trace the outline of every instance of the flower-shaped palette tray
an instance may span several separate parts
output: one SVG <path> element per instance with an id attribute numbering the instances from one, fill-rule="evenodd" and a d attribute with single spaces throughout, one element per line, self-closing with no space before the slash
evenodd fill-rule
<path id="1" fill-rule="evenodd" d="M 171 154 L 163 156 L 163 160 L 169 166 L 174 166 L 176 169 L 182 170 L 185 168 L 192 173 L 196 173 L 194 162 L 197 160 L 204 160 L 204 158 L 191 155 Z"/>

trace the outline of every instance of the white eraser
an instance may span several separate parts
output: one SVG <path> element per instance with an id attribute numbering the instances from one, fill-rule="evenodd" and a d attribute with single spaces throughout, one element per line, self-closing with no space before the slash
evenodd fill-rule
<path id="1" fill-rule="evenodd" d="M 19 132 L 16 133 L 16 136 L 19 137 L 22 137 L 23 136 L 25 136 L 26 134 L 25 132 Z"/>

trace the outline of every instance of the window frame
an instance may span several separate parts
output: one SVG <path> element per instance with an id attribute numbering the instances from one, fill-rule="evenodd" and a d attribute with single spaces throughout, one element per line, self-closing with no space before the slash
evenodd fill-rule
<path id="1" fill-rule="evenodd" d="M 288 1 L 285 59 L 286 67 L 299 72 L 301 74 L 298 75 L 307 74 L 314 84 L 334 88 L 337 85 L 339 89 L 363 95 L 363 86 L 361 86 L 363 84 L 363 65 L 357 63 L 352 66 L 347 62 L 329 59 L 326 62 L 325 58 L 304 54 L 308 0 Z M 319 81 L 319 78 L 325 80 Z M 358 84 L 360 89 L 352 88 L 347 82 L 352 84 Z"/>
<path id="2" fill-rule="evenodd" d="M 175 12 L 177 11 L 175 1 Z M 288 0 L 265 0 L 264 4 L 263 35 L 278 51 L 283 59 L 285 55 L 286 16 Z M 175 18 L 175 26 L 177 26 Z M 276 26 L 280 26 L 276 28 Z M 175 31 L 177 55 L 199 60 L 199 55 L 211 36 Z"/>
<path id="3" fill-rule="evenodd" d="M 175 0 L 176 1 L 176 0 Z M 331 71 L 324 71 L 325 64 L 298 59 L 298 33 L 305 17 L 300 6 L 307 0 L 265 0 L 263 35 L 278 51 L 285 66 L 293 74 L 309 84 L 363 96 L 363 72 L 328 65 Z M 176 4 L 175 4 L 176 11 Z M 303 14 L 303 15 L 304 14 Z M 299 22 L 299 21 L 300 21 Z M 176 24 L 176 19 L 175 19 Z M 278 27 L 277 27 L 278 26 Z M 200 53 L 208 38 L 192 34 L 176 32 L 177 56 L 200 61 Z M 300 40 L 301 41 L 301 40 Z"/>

+ + + + + + +

Goal of the exercise:
Everything from the line containing "trace the outline of every instance of the window" through the last line of the records must be given again exactly; leave out all other lines.

Answer in full:
trace the outline of every instance of the window frame
an instance may span several separate parts
output: one SVG <path> element per instance with an id attribute numbering the instances from one, fill-rule="evenodd" and a d attribute with single spaces throughout, one element per line, self-closing with no space before the slash
evenodd fill-rule
<path id="1" fill-rule="evenodd" d="M 288 1 L 285 59 L 286 67 L 299 72 L 301 74 L 298 75 L 307 74 L 314 84 L 334 88 L 337 85 L 339 89 L 363 95 L 363 86 L 361 86 L 363 84 L 363 65 L 357 63 L 352 66 L 347 62 L 329 59 L 326 62 L 325 58 L 304 54 L 308 0 Z M 319 81 L 319 78 L 325 80 Z M 358 84 L 360 89 L 352 88 L 347 82 L 352 84 Z"/>
<path id="2" fill-rule="evenodd" d="M 175 12 L 177 11 L 175 1 Z M 288 0 L 265 0 L 264 4 L 263 35 L 278 51 L 283 59 L 285 55 L 286 16 Z M 175 18 L 175 26 L 177 26 Z M 276 26 L 280 26 L 276 28 Z M 175 31 L 177 55 L 199 60 L 199 55 L 211 36 Z"/>
<path id="3" fill-rule="evenodd" d="M 175 0 L 176 1 L 176 0 Z M 331 71 L 324 71 L 325 64 L 298 59 L 298 33 L 305 17 L 300 6 L 307 0 L 265 0 L 263 35 L 278 51 L 285 66 L 293 74 L 309 84 L 363 96 L 363 72 L 328 65 Z M 176 4 L 175 4 L 176 11 Z M 303 14 L 303 15 L 304 14 Z M 299 22 L 299 21 L 300 21 Z M 176 24 L 176 19 L 175 19 Z M 278 27 L 277 27 L 278 26 Z M 200 53 L 208 38 L 192 34 L 176 32 L 177 56 L 200 61 Z M 300 40 L 301 41 L 301 40 Z"/>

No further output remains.